Stored data:
•••••

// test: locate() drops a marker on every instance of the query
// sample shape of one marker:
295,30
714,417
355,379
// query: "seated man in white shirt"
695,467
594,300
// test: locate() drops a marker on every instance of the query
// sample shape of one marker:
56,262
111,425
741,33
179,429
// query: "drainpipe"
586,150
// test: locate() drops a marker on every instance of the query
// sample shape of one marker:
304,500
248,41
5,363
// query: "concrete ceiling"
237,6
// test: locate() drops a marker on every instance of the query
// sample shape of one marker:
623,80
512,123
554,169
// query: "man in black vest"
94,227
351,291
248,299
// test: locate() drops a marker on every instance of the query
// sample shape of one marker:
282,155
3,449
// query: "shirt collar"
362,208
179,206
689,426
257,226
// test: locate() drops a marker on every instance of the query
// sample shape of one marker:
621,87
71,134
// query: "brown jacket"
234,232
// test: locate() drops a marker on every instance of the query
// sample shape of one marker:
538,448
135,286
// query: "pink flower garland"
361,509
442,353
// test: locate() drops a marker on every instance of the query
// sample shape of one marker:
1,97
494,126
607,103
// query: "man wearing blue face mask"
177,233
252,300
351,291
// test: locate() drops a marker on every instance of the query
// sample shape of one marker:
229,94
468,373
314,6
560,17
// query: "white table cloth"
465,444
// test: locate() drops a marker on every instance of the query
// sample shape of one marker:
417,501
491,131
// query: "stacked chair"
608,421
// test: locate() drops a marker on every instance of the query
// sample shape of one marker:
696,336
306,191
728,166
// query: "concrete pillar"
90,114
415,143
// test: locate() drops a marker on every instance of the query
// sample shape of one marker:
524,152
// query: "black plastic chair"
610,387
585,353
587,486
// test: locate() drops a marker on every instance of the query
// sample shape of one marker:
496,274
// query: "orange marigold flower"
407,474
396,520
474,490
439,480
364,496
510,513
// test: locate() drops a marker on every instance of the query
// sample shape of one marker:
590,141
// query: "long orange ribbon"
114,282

•••••

● **Brief**
Restate the data above word for word, please.

● **Task answer**
// test: locate() drops a marker on every instance of the query
// sample shape of one marker:
295,30
714,417
355,379
// query: "seated man in white shirt"
695,467
594,300
// test: locate() drops a marker on every instance of the query
// sample shape of one marker:
56,262
111,425
741,33
179,429
// query: "drainpipe"
586,150
// test: locate() drops a marker on every instance of the query
// sample shape of one marker:
304,500
248,41
5,363
// query: "concrete ceiling"
237,6
// test: locate() drops a marker on every instance of the query
// sample shape of one marker:
623,80
512,123
554,169
// query: "man in black vest"
94,227
351,291
248,299
// test: locate() drops a marker on every instance of the query
// sample shape of one marker:
282,155
3,449
// query: "shirt collar"
362,208
179,206
689,426
257,226
// test: locate() drops a marker on every instance of the query
// sample shape of one marker:
621,87
71,134
// query: "brown jacket"
234,232
// test: locate() drops a marker on every instance of the query
// sample shape of one marker:
538,448
135,286
// query: "pink flower garland"
361,509
442,353
// test: locate() drops a marker on every instance of the query
// sample shape of one marker:
1,97
494,126
607,103
// query: "man wearing blue face mask"
177,233
252,300
351,291
// test: locate() drops a marker on every instance of the query
// sample shape of one marker:
229,94
468,373
314,6
560,17
// query: "white table cloth"
465,444
// test: locate() drops a marker on every instance of the query
// sample shape of one marker:
417,501
491,131
// query: "stacked chair"
608,421
// test: locate() drops a marker on every instance of the query
// sample shape of one marker:
696,336
306,191
728,166
// query: "concrete pillar"
90,114
415,143
// test: locate() drops a marker on every instance of the query
// sample shape of one marker:
524,152
// query: "black plastic chair"
610,387
585,353
587,486
// test: locate() drops a marker on every instance of the query
// sample shape of one marker:
496,274
// query: "orange marigold flower"
407,474
396,520
474,490
439,480
364,496
510,513
// test: locate() drops a marker on every instance of the query
// sample shape of one marker:
590,141
// query: "long orange ribbon"
114,282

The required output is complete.